**Provided information**:
--*--
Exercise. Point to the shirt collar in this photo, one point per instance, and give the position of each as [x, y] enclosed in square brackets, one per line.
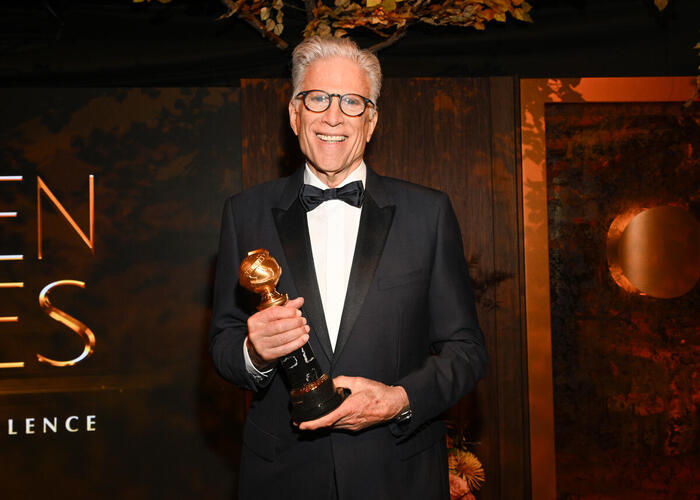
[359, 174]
--*--
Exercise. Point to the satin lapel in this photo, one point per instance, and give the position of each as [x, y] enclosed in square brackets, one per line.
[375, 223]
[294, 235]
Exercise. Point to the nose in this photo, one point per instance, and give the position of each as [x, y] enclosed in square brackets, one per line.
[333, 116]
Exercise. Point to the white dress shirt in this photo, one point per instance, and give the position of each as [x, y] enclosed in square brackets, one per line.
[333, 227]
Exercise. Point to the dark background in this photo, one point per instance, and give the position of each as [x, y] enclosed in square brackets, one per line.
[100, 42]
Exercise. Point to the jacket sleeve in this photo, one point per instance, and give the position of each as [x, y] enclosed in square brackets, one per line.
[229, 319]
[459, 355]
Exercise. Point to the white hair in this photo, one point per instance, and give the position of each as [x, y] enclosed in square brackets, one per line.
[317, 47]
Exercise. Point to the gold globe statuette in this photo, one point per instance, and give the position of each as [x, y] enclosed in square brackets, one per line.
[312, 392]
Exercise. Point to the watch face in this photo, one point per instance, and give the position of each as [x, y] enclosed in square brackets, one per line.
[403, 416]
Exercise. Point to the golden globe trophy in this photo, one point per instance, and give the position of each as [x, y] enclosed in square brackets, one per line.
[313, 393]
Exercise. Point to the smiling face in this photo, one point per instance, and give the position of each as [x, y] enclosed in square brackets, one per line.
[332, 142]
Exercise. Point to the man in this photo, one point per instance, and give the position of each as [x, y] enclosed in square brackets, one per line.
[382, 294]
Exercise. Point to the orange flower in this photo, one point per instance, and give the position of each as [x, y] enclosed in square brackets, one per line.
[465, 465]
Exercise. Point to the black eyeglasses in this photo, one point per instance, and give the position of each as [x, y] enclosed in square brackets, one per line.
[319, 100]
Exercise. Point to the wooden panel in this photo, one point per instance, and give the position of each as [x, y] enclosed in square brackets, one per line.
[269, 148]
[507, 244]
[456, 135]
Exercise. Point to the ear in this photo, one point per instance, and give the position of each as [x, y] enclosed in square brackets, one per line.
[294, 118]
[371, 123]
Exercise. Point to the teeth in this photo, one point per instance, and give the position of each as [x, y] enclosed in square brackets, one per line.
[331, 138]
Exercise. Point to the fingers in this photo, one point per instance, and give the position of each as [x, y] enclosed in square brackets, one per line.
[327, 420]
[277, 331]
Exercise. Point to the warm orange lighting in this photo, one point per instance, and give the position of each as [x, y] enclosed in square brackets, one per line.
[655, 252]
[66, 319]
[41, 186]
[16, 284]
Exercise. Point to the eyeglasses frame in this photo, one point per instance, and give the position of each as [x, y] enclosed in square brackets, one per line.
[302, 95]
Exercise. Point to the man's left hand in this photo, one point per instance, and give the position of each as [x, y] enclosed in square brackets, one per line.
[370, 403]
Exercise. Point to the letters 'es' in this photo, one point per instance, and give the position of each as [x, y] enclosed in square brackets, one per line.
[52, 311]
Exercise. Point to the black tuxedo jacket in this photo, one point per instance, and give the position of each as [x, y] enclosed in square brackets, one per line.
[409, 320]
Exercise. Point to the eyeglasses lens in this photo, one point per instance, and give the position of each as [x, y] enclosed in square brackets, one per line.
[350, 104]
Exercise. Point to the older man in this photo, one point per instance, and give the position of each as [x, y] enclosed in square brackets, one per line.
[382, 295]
--*--
**What you need to do**:
Count the lines in the entries above that contain the word "face", treating uppercase and lowercase as different, and reply with the number alone.

**Task result**:
2